## RECORDS TO USE
******************************

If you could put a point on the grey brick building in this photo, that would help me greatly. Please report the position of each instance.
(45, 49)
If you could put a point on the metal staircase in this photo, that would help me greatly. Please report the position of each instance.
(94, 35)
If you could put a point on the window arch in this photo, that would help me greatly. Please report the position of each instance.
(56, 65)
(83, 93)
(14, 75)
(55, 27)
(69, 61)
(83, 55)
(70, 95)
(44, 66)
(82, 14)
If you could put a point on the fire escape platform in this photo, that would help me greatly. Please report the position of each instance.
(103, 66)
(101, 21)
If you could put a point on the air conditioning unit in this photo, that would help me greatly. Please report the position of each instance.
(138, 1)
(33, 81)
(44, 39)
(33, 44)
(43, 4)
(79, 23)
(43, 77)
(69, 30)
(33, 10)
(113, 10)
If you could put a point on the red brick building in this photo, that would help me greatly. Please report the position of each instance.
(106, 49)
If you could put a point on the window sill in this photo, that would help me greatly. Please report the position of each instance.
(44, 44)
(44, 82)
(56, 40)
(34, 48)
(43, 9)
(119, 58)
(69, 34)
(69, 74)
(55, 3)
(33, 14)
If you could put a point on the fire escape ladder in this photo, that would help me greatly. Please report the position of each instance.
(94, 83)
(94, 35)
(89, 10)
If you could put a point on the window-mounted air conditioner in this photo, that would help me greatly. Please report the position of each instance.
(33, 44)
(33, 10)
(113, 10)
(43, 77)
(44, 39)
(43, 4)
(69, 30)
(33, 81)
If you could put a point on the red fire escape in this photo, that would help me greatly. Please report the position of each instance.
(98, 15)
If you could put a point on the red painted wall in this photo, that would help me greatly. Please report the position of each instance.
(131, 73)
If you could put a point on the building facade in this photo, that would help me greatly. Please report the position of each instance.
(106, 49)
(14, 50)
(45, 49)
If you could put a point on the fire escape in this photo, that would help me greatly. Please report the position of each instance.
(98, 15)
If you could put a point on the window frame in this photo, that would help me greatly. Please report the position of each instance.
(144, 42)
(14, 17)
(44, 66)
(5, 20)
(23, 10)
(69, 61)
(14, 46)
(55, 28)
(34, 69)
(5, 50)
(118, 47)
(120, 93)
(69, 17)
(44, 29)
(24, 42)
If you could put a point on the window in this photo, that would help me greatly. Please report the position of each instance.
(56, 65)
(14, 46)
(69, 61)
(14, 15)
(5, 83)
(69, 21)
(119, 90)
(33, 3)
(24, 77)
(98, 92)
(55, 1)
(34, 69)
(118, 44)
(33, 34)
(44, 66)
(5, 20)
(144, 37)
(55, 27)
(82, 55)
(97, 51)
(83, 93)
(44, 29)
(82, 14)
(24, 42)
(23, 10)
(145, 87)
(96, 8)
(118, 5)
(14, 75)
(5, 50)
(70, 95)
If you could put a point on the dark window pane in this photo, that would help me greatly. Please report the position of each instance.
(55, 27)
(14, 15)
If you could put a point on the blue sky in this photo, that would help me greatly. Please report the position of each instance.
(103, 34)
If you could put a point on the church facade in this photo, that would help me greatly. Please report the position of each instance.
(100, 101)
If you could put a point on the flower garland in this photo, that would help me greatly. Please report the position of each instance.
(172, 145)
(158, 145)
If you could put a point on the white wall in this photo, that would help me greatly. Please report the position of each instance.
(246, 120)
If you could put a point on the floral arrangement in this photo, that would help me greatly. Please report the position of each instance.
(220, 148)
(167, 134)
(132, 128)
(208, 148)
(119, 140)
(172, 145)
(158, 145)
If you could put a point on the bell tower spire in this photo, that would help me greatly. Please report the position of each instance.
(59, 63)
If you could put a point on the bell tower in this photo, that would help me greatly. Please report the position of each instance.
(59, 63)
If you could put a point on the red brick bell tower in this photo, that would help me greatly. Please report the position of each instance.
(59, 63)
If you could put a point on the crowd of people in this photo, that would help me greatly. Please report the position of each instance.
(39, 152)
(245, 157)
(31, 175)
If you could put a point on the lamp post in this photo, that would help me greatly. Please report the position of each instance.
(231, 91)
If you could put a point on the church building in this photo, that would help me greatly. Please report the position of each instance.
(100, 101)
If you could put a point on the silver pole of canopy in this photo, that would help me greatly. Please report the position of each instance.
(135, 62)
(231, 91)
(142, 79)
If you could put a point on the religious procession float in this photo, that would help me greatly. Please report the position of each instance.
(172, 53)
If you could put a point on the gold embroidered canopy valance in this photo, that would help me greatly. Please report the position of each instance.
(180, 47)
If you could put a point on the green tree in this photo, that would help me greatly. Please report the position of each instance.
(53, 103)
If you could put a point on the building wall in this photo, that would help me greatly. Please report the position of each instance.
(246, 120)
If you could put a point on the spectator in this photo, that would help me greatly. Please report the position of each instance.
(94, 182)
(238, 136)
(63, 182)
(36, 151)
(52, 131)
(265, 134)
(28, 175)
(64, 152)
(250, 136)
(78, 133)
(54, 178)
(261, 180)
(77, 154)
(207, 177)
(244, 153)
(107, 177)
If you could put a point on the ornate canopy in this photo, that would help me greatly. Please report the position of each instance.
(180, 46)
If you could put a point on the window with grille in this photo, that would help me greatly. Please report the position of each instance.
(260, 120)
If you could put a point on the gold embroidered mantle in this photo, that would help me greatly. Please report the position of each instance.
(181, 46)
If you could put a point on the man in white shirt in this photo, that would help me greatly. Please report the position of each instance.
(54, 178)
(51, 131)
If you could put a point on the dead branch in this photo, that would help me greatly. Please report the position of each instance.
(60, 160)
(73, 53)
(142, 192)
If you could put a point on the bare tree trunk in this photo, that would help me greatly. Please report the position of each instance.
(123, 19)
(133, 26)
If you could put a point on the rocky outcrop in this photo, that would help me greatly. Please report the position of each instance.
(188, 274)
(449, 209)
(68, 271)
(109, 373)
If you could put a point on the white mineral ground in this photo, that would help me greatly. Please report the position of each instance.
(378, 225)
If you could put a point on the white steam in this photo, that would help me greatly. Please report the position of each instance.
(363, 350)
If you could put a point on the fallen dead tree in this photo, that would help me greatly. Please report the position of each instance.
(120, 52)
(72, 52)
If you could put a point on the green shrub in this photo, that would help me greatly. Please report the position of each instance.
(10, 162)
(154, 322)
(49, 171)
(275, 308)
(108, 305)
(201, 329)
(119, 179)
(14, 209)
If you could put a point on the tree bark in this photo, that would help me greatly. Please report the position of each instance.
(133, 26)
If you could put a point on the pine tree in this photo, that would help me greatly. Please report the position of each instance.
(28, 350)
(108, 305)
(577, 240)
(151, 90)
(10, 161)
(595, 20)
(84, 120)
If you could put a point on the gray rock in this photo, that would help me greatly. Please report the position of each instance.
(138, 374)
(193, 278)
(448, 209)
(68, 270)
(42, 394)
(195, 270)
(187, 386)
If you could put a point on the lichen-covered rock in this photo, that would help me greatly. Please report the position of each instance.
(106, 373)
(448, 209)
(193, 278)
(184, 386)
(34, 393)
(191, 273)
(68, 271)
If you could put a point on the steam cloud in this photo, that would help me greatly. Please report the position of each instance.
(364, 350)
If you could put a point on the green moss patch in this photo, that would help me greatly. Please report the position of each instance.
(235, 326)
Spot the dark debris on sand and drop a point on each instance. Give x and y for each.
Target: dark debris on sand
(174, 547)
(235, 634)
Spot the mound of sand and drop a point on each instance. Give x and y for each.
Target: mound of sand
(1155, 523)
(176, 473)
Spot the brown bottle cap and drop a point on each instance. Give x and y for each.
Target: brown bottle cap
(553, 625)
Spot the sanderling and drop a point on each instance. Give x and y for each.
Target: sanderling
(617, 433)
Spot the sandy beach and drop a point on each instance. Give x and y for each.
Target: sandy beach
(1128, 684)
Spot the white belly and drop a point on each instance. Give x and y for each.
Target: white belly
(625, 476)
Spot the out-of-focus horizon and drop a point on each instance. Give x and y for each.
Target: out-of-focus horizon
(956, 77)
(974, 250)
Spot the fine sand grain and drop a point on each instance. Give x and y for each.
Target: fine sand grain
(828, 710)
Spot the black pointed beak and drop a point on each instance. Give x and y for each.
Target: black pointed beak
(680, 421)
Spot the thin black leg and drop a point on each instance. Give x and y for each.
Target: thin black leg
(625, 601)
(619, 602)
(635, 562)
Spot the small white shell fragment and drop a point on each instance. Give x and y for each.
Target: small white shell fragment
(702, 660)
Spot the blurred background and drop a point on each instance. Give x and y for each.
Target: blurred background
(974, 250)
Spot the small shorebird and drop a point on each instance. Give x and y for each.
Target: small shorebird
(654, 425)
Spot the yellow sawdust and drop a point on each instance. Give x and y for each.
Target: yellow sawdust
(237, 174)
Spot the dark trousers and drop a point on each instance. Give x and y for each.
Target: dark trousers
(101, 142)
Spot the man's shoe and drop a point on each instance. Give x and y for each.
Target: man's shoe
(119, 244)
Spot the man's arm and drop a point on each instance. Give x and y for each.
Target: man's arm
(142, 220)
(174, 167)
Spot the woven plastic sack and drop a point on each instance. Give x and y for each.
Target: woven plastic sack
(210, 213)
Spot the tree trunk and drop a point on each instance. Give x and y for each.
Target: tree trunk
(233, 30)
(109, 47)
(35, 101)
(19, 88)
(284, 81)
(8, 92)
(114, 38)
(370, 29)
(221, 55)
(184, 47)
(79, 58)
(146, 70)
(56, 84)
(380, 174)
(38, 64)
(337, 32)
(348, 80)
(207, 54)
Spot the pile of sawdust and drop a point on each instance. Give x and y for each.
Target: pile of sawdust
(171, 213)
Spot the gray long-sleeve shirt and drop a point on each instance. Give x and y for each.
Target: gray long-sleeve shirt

******************************

## GOAL OF THE EXERCISE
In the records above, locate the line that contains "Spot the woven". Repeat it and every line after it, exactly, and nothing else.

## RESPONSE TO THIS TASK
Spot the woven plastic sack and drop a point on each instance. Give x and y for each.
Target: woven plastic sack
(210, 213)
Spot the tree trunk and drop a point on each instance. Give x and y for each.
Target: tree trunk
(233, 30)
(109, 47)
(35, 101)
(19, 88)
(284, 81)
(8, 92)
(114, 38)
(370, 29)
(221, 55)
(184, 47)
(79, 58)
(146, 70)
(56, 84)
(380, 174)
(38, 64)
(337, 32)
(348, 80)
(207, 54)
Spot the pile of sawdust and drop a point on each instance. Give x and y for each.
Target: pile of sawdust
(171, 213)
Spot the gray long-sleeve shirt and drop a point on each instance. Give x and y for each.
Target: gray long-sleeve shirt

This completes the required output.